What is needed » Retype the entries exactly; omit all pictures.

━━━━━━━━━━

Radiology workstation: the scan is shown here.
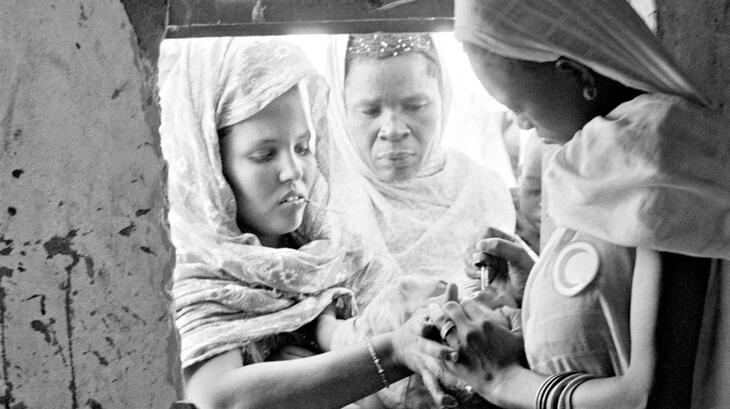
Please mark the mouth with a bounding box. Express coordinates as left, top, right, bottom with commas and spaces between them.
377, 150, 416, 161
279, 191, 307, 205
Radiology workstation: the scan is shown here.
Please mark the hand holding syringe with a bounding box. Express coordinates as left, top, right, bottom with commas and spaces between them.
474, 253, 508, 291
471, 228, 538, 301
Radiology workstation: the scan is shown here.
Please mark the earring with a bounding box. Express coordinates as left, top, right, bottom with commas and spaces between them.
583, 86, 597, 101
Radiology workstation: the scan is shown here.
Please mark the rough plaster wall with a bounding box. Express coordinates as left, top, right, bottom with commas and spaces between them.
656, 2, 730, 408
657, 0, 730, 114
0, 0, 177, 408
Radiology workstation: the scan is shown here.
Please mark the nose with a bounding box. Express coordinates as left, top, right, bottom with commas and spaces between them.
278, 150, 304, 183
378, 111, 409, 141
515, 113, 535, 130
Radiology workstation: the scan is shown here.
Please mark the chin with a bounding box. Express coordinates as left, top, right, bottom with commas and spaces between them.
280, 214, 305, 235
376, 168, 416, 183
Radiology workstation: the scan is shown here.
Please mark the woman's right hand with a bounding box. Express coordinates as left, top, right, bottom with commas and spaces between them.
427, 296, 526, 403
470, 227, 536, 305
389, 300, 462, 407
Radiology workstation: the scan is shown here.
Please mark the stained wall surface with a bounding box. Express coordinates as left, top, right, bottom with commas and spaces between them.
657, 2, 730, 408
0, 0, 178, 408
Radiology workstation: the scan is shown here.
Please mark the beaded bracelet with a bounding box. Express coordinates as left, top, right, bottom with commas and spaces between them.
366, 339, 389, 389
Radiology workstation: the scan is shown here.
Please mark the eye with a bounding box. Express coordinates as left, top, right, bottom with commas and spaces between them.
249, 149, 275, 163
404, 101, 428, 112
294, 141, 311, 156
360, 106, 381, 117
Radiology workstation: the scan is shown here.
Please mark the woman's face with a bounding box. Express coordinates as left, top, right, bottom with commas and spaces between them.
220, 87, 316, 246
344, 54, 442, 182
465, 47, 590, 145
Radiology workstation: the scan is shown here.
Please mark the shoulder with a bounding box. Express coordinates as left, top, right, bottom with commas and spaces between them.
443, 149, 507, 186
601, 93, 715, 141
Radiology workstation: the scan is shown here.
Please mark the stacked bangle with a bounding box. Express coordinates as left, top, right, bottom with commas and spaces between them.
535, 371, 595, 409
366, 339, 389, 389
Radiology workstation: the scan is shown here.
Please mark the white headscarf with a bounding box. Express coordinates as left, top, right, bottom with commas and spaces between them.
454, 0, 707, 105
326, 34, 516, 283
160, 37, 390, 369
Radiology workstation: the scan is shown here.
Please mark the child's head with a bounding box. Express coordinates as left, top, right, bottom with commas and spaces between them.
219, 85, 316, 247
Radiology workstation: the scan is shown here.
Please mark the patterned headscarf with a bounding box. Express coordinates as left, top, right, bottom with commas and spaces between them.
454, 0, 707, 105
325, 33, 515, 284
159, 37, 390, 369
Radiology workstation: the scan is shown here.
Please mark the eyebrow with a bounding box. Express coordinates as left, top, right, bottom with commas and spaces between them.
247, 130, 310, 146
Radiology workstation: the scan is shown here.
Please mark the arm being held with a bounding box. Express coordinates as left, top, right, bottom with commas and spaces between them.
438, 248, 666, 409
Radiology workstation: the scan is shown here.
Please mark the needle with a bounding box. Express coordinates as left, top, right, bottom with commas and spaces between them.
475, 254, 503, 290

━━━━━━━━━━

Your solution »
Radiology workstation: the scan is shown here.
Please mark the mouth with a bounding box. Express coordinates as left, top, right, bottom with commas and spaces between them.
377, 150, 416, 161
279, 191, 307, 205
Radiology workstation: the scan is shown here.
Please mark the hand holding syringe with a bounding box. Express coordinates as left, top, right, bottom with commas and spaces between them.
474, 253, 508, 291
471, 228, 538, 301
Radiology workstation: the scan is shown here.
Please mark the earring with a bounding box. Express coordinates as left, top, right, bottom with commas and spaces between them.
583, 86, 597, 101
Radiology workstation: the scan is shown here.
Please mark the rough plaster wall with a bounding box. Express coordinates as left, top, right, bottom with commas and spaces between them.
656, 2, 730, 408
657, 0, 730, 114
0, 0, 177, 408
Radiology workstation: the scan is shown here.
Please mark the nose with a bounding box. Express coordinates as left, top, right, bottom with commas and spaces between them.
278, 150, 304, 183
378, 111, 409, 141
515, 113, 535, 130
Radiology workstation: the scan is shown here.
Please mark the chin with a bounding box. Express coordinates as left, top, right, bottom with commas and spaces between them.
280, 214, 305, 235
376, 168, 416, 183
Radiology workstation: the scan is shown here.
Please mark the woman's right hand with a bounding box. Express coordinates as left, top, right, bottom with commas and spaces between them.
427, 296, 526, 403
470, 227, 536, 305
389, 300, 462, 407
Radiology workstation: the scan is shown here.
Please mark the stained wall surface with a bounding box. Express coordinates as left, top, right, bottom with commas and spaces between them.
657, 2, 730, 408
0, 0, 178, 408
Radiology workstation: the scan is shown here.
Please mark the beaded bracelet with a bounding box. Express coordinates as left, top, right, bottom with commas and spaces between them.
366, 339, 389, 389
Radiology workstation: the scan is shown here.
Please mark the eye with a bounding box. Express coordinates as left, top, right, bottom with commas and spaces between them.
249, 149, 275, 163
404, 101, 428, 112
294, 141, 311, 156
360, 106, 381, 117
Radiology workstation: the scan is shown here.
Please mark the woman's face with a bounding box. Express coordinates as left, top, right, bottom with commas and spaces between them.
220, 87, 316, 246
344, 54, 442, 182
465, 47, 590, 145
Radiology workstation: the scan is shown here.
Please mark the shoulder with a bounding box. Express coordinates as left, top, right, bottom with commas and spaces between them.
443, 149, 507, 186
601, 93, 715, 141
Radiology workstation: the scan is shown here.
Please mark the stacked bangle with a bounding box. Express coordinates as left, top, right, bottom with commas and spaces between them.
535, 371, 595, 409
366, 339, 389, 389
Radiology workstation: the scan is shown here.
Please mark the white headscarf with a bounding box. Express coordinates as left, top, right, bottom with commas and spaces between them.
454, 0, 707, 105
326, 34, 516, 283
160, 37, 390, 369
Radiology workstation: the scan is shown here.
Please mark the child's head with a bounding box. Express coordinates as left, top, right, bottom with commas and spaces between them.
219, 85, 316, 247
Radiology workstation: the scan is shown here.
Please mark the patterned headscarf with a bounding box. Express coordinates as left, top, right, bottom with commas and spaces between them.
454, 0, 707, 105
325, 33, 515, 284
159, 37, 390, 369
Radiology workstation: the scan is shown here.
Please mark the eyebrow with a bounding box. Express coordinates as left, top, right, bottom with commas and spaces between them.
247, 130, 310, 146
Radiology workstation: the scan is shown here.
Please mark the arm being held with a bounding box. Express coordinates as left, top, right, bottom with commas and spaces between them.
438, 248, 666, 409
Radiology workstation: the scan is shown here.
Please mark the needle with a bounding box. Express coordinates as left, top, right, bottom with commas and spaces between them.
475, 254, 503, 290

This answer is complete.